▶ Work order
Answer these questions using the passage on the Natchez civil rights monument:
1. What amount was included last March in the state bill for the monument?
2. At which street corner is the monument located?
3. In what year did the Natchez Board of Aldermen pass a resolution apologizing to blacks "who suffered these injustices"?

▶ Passage shown
+++++

For the Natchez civil rights monument commemorating black marchers’ “Parchman Ordeal” 54 years ago, $38,300 was included last March in a bill that earmarks money for a variety of local projects around the state.
Natchez Mayor Darryl Grennell has been leading the efforts to build the monument that will memorialize the plight more than 150 blacks endured in 1965 when arrested and jailed by Natchez law-enforcement officers as the marchers were protesting for civil rights.
With a total cost earlier estimated at about $115,000, the black granite monument and accompanying plaza is located at the corner of Jefferson and Canal streets on the Natchez City Auditorium grounds.
The state funds for this can be combined with the $38,300 the city Board of Aldermen has allocated along with more than $15,000 the mayor has said has been raised in private funds for the monument’s construction.
It’ll commemorate the “Parchman Ordeal” when blacks protesting segregation and obstruction of their voting rights were arrested. They were thrown into the city and county jails or corralled into City Auditorium. According to historical accounts, many marchers wound up being bused to the state prison at Parchman, stripped naked in cold weather and inhumanely packed into cells in unsanitary conditions. They were released a few days later.
Grennell has said the monument is “to memorialize those who were part of this horrific event,”
City funds were provided by money it gets from the Magnolia Bluffs Casino in Natchez. The casino pays rent for leasing the city-owned land it occupies.
Plans for the “Proud to Take a Stand” monument called for it to be a six-foot-tall, 12-foot-long semicircle monument. It’s to be accompanied by a sitting wall and small plaza with a written narrative of the event and names of those arrested. It’ll also take note of the official contrition expressed in 2015 by the Natchez Board of Aldermen in a resolution apologizing to blacks “who suffered these injustices.”
From the Parchman Ordeal GoFundMe page:
Our mission is to memorialize and commemorate those who were unjustly arrested in Natchez, MS. October 2-5, 1965 by establishing a monument in honor of those wronged for taking a stand against racism and injustices against blacks in Natchez.
About this project
The Story
The south is no stranger to racial division. Natchez, MS. in the early 1960s was heir to segregation, oppression, and a local tourism economy built on a promotion of white antebellum culture and the motto “Where the Old South Still Lives.” Now, 53 years later, after hundreds of black Natchez citizens faced unjust, harsh imprisonment at Mississippi State Penitentiary in Parchman, the city plans to memorialize those involved in the infamous ordeal by remembering those who took a stand against injustice with a monument.
Background
KKK violence, public marches in Natchez streets, and harassment in retaliation for earl voter registration activities led to a climate of unrest in Natchez by early 1960s. The assassination of Civil Rights Activist Medgar Evers in Jackson and the powerful stand by Rosa Parks in Montgomery were inspirational events to young local activists in Natchez.
With tension on the rise, a list of 12 demands were presented to the Natchez government, with a threat of marches to follow if they were not met. The list included:
1. For the mayor and board of aldermen to denounce the KKK publicly.
2. Equal employment opportunities for blacks, including positions on the police force.
3. To desegregate all public accommodations in compliance with the Civil Rights Act of 1964.
To provide equal public services to residents in Negro sections of Natchez.
5. To desegregate Natchez schools and appoint blacks to the school board.

+++++

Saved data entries
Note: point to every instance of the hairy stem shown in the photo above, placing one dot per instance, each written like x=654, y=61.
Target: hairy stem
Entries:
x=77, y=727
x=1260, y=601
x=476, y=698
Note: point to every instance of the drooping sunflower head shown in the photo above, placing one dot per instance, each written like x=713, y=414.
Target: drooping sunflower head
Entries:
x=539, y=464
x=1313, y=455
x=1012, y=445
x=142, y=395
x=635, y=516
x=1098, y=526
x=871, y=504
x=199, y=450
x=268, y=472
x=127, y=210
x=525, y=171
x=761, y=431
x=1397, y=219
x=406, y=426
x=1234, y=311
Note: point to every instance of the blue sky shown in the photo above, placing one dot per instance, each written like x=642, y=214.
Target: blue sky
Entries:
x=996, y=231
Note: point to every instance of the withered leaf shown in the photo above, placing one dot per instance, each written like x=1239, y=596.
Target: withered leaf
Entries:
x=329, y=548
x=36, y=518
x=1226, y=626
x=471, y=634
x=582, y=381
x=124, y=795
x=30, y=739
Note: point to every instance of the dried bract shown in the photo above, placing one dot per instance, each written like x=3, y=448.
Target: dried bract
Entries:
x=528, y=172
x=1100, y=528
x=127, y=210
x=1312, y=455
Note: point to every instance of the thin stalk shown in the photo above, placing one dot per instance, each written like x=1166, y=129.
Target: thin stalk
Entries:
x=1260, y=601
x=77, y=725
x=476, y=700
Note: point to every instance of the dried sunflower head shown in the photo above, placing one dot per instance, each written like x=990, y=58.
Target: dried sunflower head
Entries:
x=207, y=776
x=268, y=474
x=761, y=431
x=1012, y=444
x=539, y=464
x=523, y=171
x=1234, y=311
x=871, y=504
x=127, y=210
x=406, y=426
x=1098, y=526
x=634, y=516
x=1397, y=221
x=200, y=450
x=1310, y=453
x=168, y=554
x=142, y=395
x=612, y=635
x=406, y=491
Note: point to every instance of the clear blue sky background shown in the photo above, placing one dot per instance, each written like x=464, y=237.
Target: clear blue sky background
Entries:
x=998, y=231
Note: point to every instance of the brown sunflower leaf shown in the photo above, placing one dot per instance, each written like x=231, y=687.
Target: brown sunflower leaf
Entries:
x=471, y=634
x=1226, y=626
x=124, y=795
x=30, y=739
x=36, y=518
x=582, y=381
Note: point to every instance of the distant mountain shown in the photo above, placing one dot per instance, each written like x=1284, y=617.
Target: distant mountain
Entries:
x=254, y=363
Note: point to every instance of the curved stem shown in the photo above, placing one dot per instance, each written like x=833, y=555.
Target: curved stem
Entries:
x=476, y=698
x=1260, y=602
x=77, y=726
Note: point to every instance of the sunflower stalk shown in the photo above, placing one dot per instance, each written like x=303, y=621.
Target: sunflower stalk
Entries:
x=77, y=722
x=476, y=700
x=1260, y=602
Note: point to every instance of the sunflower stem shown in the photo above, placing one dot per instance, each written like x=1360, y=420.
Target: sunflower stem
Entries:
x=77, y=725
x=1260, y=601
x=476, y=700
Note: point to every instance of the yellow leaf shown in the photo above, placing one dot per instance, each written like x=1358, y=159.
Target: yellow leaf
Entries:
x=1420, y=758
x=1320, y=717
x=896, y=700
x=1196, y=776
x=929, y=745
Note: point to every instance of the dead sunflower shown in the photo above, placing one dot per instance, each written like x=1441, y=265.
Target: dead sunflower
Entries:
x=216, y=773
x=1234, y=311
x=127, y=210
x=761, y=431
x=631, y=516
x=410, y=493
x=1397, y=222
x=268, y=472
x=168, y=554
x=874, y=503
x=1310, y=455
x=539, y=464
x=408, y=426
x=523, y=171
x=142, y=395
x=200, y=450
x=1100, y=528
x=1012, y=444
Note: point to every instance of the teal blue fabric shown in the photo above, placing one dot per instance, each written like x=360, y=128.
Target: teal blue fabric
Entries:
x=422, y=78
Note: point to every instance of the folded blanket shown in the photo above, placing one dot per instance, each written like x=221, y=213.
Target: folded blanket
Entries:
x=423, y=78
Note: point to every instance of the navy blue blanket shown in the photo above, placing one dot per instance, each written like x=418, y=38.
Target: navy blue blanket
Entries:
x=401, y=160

+++++

▶ Response to this task
1. $38,300
2. The corner of Jefferson and Canal streets, on the Natchez City Auditorium grounds
3. 2015